TAREFA PROPOSTA 1 —
Transcreva do trecho sobre as eleições a parte que começa em "Diante da nova" e segue até "o mesmo ciclo.", sem nenhuma alteração.

O embate protagonizado pela reencarnação das figuras do capitão, do coronel do nordeste e dos burocratas servis de São Paulo, tem nos empurrado para uma lógica cujo resultado poderá ser um segundo turno que sintetiza mais um momento do prolongamento sem-fim da situação política brasileira, com desdobramentos para além das eleições.

Diante da nova armadilha, ao invés de conjecturas sobre o voto útil ou do simples esforço de negação do candidato mais perigoso (táticas incapazes de constituir um deslocamento positivo), o desafio parece ser escapar do tipo de enredo salvacionista que tenta reorganizar a própria ideia de política, esvaziando permanentemente as alternativas e as possibilidades.

 

Não é a superfície, mas são os pressupostos que precisam ser atacados: candidatos que incorporam grandiosas e falsas tarefas, arroubos retóricos, saídas milagrosas para a crise, profecias simetricamente miseráveis de mais mercado ou mais estado, promessas de retorno a um passado dourado e idílico, em suma, todo um comércio da salvação aguardando para conformar a nova desilusão do amanhã e, a partir daí, recomeçar o mesmo ciclo.
A lógica de trincheira tem um efeito duplo: primeiro, ao ser incorporada subjetivamente, em indivíduos e grupos, resulta na generalização da paranoia, do medo, da sensação de impotência, do fanatismo político e, em casos extremos, da própria vontade de eliminação física do outro; segundo, em sentido curiosamente oposto, permite a reciclagem pacífica e contínua de todo um sistema político que, diante das ameaças iniciadas em 2013, continua comandado pelas velhas forças de sempre (incluindo o candidato pertencente ao tal “baixo clero”, que se apresenta falsamente como antissistema). A síntese literal da nova servidão pode ser encontrada no orgulho do coração roubado: o ódio no campo social e subjetivo é canalizado como amor incondicional e vertical que alimenta o funcionamento do campo político.
Se existe uma inegável riqueza na campanha eleitoral de Marina Silva e Eduardo Jorge, é um insistente desvio com relação aos parâmetros do que ficou entendido, nesses últimos tempos, por conflito político e social. Quanto aos efeitos subjetivos, ao recusarem o papel de recrutadores e organizadores de uma guerra pela salvação nacional, reconhecem que a dignidade, a autonomia e, mesmo, a alegria devem fazer parte de todo o agir político. A ação política, assim, não deveria forjar mundos paralelos, belicosos e autocentrados, rebaixando os sujeitos à condição de meros autômatos ou soldados disciplinados. Ela é, ao contrário, uma possibilidade de estabelecer melhores conexões com o mundo e de extrair da realidade novas e melhores condições para a vida. Fim, portanto, das paranoias e do medo; início de uma confiança no mundo ligada à possibilidade de sua própria transformação.

DADOS DE ORIGEM —

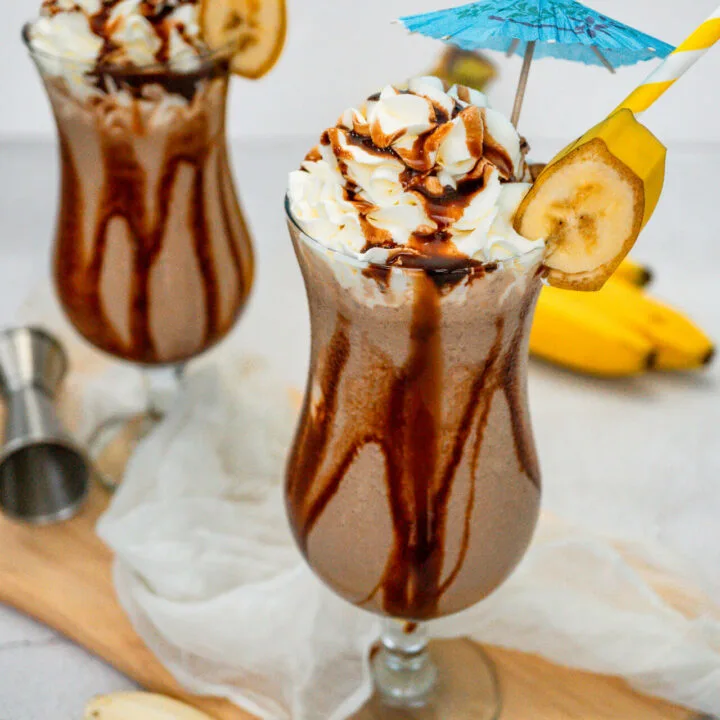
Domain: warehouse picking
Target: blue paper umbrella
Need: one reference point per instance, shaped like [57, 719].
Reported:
[539, 28]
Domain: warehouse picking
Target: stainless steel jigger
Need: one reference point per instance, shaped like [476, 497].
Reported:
[44, 474]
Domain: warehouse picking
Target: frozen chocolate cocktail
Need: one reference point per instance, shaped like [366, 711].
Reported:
[152, 262]
[413, 485]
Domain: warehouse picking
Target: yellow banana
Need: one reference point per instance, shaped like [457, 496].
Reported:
[583, 339]
[679, 343]
[140, 706]
[634, 273]
[591, 201]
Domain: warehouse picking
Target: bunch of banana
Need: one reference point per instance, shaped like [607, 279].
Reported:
[140, 706]
[619, 330]
[590, 203]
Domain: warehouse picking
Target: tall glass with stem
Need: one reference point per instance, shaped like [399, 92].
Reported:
[413, 486]
[153, 262]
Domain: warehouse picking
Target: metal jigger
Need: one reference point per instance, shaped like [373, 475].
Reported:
[44, 474]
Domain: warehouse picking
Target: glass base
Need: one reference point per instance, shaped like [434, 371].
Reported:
[467, 687]
[113, 443]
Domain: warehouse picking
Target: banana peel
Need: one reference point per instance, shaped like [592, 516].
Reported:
[618, 331]
[634, 146]
[591, 201]
[140, 706]
[634, 273]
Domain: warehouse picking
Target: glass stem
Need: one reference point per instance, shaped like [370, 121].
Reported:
[403, 670]
[162, 385]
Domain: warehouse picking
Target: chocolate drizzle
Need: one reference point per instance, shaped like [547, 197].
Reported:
[422, 449]
[195, 142]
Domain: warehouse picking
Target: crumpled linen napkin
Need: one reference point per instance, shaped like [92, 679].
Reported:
[207, 570]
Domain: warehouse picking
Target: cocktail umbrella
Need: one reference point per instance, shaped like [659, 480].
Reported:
[562, 29]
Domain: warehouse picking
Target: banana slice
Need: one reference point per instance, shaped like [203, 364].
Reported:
[590, 208]
[592, 201]
[256, 28]
[140, 706]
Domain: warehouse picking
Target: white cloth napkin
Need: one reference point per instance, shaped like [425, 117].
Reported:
[210, 577]
[213, 583]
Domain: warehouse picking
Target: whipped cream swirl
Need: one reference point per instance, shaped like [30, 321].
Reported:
[416, 171]
[126, 33]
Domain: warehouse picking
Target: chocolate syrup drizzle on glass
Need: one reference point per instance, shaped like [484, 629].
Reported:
[405, 420]
[124, 195]
[406, 425]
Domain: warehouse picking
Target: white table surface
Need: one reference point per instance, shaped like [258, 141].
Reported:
[654, 436]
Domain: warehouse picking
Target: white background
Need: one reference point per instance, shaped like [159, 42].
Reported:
[339, 51]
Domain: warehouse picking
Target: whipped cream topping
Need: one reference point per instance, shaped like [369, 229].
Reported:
[127, 33]
[416, 172]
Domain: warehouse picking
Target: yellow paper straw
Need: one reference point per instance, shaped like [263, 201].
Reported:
[675, 66]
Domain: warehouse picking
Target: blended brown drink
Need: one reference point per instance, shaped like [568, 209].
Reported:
[153, 261]
[413, 485]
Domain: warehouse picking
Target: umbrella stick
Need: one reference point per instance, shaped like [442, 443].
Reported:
[602, 58]
[522, 84]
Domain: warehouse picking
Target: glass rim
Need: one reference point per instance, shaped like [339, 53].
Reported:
[354, 259]
[205, 59]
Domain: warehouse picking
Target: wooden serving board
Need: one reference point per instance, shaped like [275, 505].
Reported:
[61, 575]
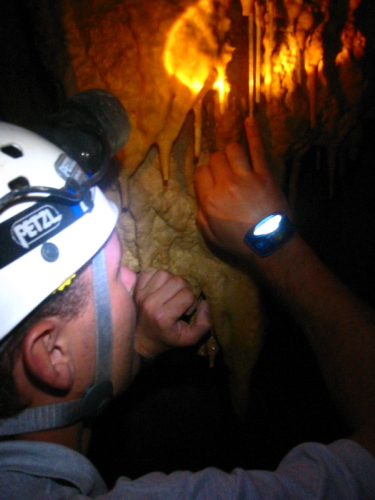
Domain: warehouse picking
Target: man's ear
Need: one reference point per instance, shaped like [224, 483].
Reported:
[47, 356]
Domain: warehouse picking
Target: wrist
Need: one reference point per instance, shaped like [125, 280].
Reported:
[270, 234]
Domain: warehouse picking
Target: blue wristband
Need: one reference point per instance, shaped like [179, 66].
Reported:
[270, 234]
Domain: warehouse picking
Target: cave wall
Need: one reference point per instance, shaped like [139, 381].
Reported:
[177, 415]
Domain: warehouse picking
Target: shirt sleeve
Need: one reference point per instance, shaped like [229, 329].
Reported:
[342, 470]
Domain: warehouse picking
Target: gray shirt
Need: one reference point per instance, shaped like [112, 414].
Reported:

TAREFA PROPOSTA 2 —
Por favor, informe quantas das linhas acima contêm a sequência "chocolate", considerando maiúsculas e minúsculas como diferentes. Responda apenas com o número.

RESPOSTA CORRETA 1 —
Diante da nova armadilha, ao invés de conjecturas sobre o voto útil ou do simples esforço de negação do candidato mais perigoso (táticas incapazes de constituir um deslocamento positivo), o desafio parece ser escapar do tipo de enredo salvacionista que tenta reorganizar a própria ideia de política, esvaziando permanentemente as alternativas e as possibilidades.

 

Não é a superfície, mas são os pressupostos que precisam ser atacados: candidatos que incorporam grandiosas e falsas tarefas, arroubos retóricos, saídas milagrosas para a crise, profecias simetricamente miseráveis de mais mercado ou mais estado, promessas de retorno a um passado dourado e idílico, em suma, todo um comércio da salvação aguardando para conformar a nova desilusão do amanhã e, a partir daí, recomeçar o mesmo ciclo.

RESPOSTA CORRETA 2 —
3